§ Information shown:
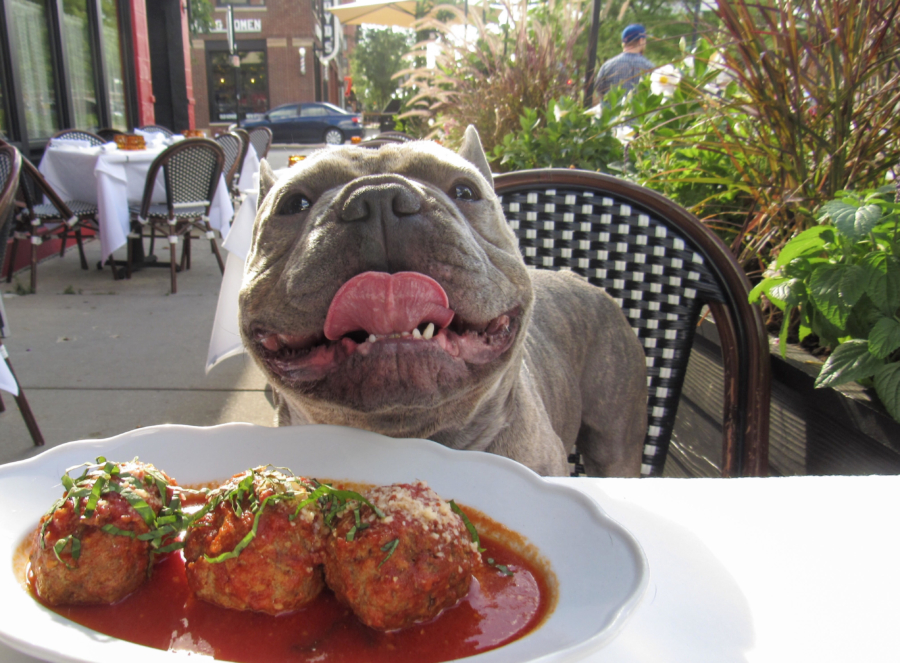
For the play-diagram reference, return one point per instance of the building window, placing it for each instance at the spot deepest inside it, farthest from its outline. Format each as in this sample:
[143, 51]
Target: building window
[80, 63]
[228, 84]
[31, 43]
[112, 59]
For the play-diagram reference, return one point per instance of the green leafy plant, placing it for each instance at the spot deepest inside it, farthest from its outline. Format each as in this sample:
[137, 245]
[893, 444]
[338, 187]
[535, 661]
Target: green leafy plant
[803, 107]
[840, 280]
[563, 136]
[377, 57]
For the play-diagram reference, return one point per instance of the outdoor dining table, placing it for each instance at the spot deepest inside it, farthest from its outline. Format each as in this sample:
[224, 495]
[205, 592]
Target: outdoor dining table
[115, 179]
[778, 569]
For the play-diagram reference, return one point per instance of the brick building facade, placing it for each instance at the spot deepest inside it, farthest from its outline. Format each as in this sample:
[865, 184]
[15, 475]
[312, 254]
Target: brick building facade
--
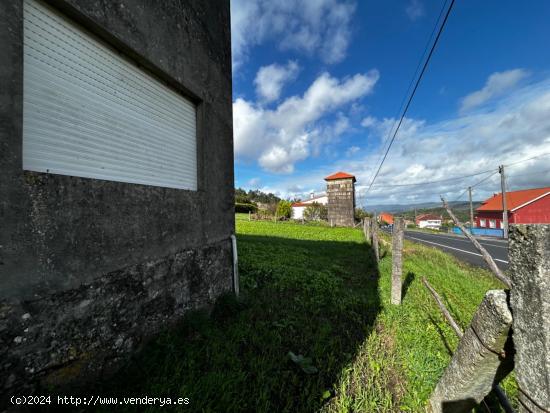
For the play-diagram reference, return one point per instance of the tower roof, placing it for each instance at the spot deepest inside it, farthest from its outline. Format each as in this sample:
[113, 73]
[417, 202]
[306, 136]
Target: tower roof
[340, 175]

§ What the exercise asks: Extract each line from the records above that contains the string "brick", treating uppercase and lowercase as distinct.

§ Final answer:
For the play-diagram reference, return one point per instance of the brick building facade, placing it for each instance at the spot deepest inside it, farthest from its outline. Format each as in this sample:
Target: brick building facade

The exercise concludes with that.